** START Passage provided **
We Are Beautiful, We Are Doomed

Los Campesinos!
Arts & Crafts Records.

Because I wasn’t so hot on Los Campesinos! when their full-length debut landed in April of this year, I judged my initial listens of We are Beautiful, We Are Doomed on some strange, year-end weakness. Was I just desperate for a record? Was my need for upbeat indie-pop the result of my seasonal depression starting early? I’ve since buried those excuses and recognized that Los Campesinos! have assembled one of my favourite records this year (one that likely would’ve placed higher had I more time with it). It’s a half-hour mess that offers so much more than the band would give off on first-impression. Compulsively self-abusive and romantically explicit, this follow-up portrays the young Welsh band as far more restless, far more art-rock, than adorable and twee.

#12 Album of 2008: Narrow Stairs - Death Cab for Cutie

Narrow Stairs

Death Cab For Cutie
Atlantic Records.
** END Passage provided **
** START Available data **
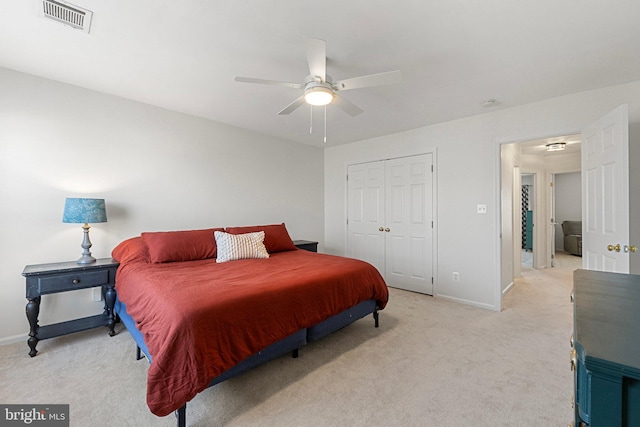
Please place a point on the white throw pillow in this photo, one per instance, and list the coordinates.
(240, 246)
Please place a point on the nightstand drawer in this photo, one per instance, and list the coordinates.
(71, 281)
** END Available data **
Task requirements ::
a - Answer these questions from the album review:
(i) Which record label is listed for We Are Beautiful, We Are Doomed?
(ii) In what month did the band's full-length debut come out?
(iii) Which album does the review name as its #12 album of 2008, and by whom?
b - Reproduce, word for word, the part of the album review that opens with the words containing "Arts & Crafts" and closes with "adorable and twee.".

Solutions to each task ::
a -
(i) Arts & Crafts Records
(ii) April
(iii) Narrow Stairs, by Death Cab for Cutie

b -
Arts & Crafts Records.

Because I wasn’t so hot on Los Campesinos! when their full-length debut landed in April of this year, I judged my initial listens of We are Beautiful, We Are Doomed on some strange, year-end weakness. Was I just desperate for a record? Was my need for upbeat indie-pop the result of my seasonal depression starting early? I’ve since buried those excuses and recognized that Los Campesinos! have assembled one of my favourite records this year (one that likely would’ve placed higher had I more time with it). It’s a half-hour mess that offers so much more than the band would give off on first-impression. Compulsively self-abusive and romantically explicit, this follow-up portrays the young Welsh band as far more restless, far more art-rock, than adorable and twee.